Excerpts from point annotation data:
(begin)

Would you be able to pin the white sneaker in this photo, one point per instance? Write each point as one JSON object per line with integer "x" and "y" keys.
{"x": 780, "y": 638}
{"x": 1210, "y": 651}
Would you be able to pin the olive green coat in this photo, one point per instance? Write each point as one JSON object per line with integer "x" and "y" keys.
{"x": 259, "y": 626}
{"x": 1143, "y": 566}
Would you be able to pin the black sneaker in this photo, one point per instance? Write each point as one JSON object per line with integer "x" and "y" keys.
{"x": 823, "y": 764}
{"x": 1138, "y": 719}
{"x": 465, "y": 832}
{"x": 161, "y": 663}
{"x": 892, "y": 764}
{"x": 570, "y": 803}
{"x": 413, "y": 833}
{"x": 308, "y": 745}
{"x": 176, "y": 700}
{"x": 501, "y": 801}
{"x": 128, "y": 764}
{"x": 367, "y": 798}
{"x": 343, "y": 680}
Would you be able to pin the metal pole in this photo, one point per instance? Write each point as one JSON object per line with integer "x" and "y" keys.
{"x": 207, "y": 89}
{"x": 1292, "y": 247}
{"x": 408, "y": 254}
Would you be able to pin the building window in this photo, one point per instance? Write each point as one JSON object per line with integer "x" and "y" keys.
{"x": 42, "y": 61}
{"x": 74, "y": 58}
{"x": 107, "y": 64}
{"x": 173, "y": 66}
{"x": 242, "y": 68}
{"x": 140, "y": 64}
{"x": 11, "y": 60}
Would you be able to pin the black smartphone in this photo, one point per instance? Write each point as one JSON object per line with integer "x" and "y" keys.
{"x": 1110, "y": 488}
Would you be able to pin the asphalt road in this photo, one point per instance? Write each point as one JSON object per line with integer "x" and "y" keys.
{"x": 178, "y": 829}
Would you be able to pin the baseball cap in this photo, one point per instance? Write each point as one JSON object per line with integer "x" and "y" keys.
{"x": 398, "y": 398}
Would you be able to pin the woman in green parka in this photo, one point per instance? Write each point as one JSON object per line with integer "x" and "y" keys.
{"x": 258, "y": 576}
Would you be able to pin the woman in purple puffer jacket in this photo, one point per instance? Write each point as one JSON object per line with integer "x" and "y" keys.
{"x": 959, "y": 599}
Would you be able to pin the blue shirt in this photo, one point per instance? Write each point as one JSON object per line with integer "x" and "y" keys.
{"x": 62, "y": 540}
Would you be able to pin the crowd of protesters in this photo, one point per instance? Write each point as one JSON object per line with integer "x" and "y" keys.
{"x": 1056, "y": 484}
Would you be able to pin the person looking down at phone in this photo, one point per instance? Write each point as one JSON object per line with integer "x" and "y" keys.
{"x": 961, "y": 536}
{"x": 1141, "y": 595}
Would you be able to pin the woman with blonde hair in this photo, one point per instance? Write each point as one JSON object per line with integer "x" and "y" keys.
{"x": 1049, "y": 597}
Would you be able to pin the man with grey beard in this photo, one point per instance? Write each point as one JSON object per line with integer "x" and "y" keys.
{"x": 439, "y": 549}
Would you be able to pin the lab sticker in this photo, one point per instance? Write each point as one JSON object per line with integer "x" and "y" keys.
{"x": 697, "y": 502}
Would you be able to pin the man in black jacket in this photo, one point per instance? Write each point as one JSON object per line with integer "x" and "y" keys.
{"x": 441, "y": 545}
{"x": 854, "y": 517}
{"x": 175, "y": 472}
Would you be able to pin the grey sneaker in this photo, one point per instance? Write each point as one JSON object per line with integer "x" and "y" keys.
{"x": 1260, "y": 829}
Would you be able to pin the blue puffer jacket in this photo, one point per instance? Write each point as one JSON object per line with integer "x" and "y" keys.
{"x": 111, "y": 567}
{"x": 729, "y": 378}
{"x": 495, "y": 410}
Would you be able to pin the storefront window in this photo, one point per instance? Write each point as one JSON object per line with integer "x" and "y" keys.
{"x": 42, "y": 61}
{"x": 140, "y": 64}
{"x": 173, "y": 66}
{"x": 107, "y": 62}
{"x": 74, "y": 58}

(end)

» Exercise details
Could you echo back, word for word, the stretch of lines above from the one containing "Would you be able to pin the man in" through the end, including both ends?

» Correct result
Would you be able to pin the man in black jacket in this photo, one point per instance? Write each point as one JSON object per line with integer "x" and "y" keys.
{"x": 441, "y": 545}
{"x": 854, "y": 517}
{"x": 175, "y": 472}
Would you be able to pin the grey sneaker in this photo, one point per instance? Write each point as one JSON object per line with integer "x" and "y" keys.
{"x": 1260, "y": 829}
Would you be able to pin the blue puffer jacket in this photo, one point per instance? Write each point as one JSON object per line with integer "x" and "y" keys.
{"x": 111, "y": 567}
{"x": 729, "y": 378}
{"x": 495, "y": 410}
Would you be able to pin the storefront window in this photo, one point per instance? Write each point as one JSON object per line with integer "x" and "y" keys.
{"x": 42, "y": 61}
{"x": 140, "y": 64}
{"x": 173, "y": 66}
{"x": 107, "y": 62}
{"x": 74, "y": 58}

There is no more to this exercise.